• _PASAJE DE ORIGEN_
La de pelo oscuro cautiva al pintor Peskarev, se le parece a Bianca, una bellísima modelo de El Perusino. Le parece una criatura inmaterial, purísima, “intangible, sutil, plena de olores”, un ángel bajado del cielo.
Mientras la seguía para saber donde vivía “La criatura desconocida que se había apoderado de sus pensamientos y de sus sentimientos volvió de repente la cabeza y le miró. ¡Dios mío!… ¡Qué rasgos prodigiosos!… La maravillosa frente, de una blancura cegadora, estaba sombreada por el magnífico cabello. Una parte de los maravillosos bucles caía bajo el sombrero y rozaba la mejilla, teñida de un fresco y fino rubor producido por el frío nocturno”. Peskarev se derrite de emoción.
La criatura angelical llega al poco rato a un edificio de cuatro pisos donde el pintor “la vió volar…escalera arriba”. Con una dulce mirada angelical sugiere una invitación a seguirla siguiendo y Peskarev la sigue. Juntos se internan ahora en un ambiente que el moralista Gógol empieza a describir con precaución, como si le inspirara un recóndito malestar, un espacio en el que muchos hemos estado y todos conocemos de nombre, pero Gógol no lo menciona. Un lugar que define con las tintas más sombrías, pero no lo menciona. Un lugar de oprobio, un lugar infame del cual no menciona el nombre. Y es aquí, en este pasaje, donde se manifiesta en toda su plenitud esa extraordinaria, inigualable intensidad descriptiva e introspectiva del incuestionable genio del mentado Nikolái Vasiliech Gógol. La escena es impresionante:
“En la sombría altura del cuarto piso la desconocida golpeó en la puerta, que se abrió, y ambos entraron. Una mujer de exterior bastante agradable, llevando una vela en la mano, les salió al encuentro; pero miró a Peskarev de una manera tan extraña y descarada, que éste, sin querer, bajó los ojos. Entraron en la habitación. Tres figuras femeninas en distintos rincones se ofrecieron a sus ojos. Una de ellas hacía solitarios, otra estaba sentada ante el piano y tocaba con dos dedos una especie de lastimera y antigua polonesa, mientras la tercera, sentada ante el espejo, peinaba sus largos cabellos sin pensar en interrumpir su toilette por la entrada de una persona desconocida. El desagradable desorden que sólo se encuentra en la vivienda del solterón reinaba por doquier. Los muebles, bastante buenos, estaban cubiertos de polvo; la araña había llenado con su tela el
friso tallado; por la puerta entreabierta de la habitación se veía brillar la bota guarnecida de espuela y el color rojo del uniforme, mientras una fuerte voz masculina y una risa femenina se dejaban oír sin ningún recato.

• _DATOS PROPORCIONADOS_
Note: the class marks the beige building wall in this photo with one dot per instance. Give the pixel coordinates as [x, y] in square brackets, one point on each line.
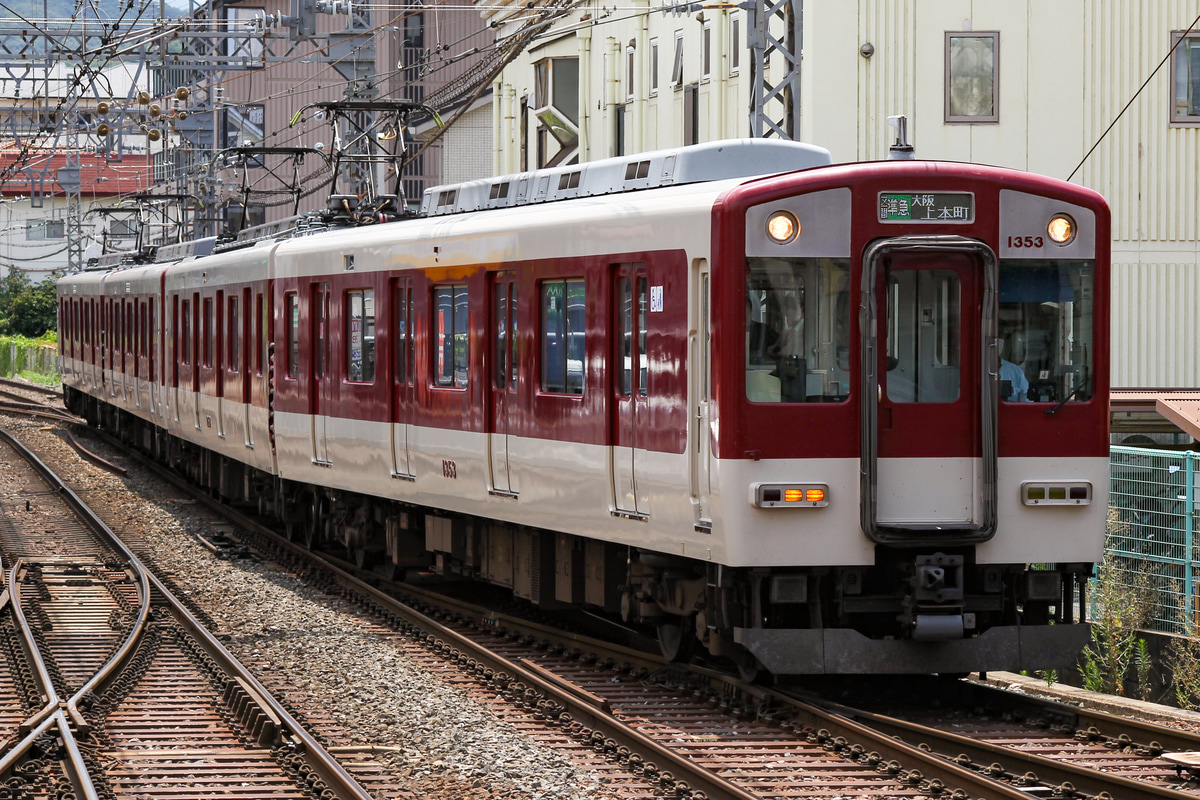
[1067, 67]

• _PROBLEMA PLANTEADO_
Según el pasaje sobre el pintor Peskarev, ¿a qué modelo de El Perusino se parece la mujer de pelo oscuro?

• _TAREA RESUELTA_
Se parece a Bianca, una bellísima modelo de El Perusino.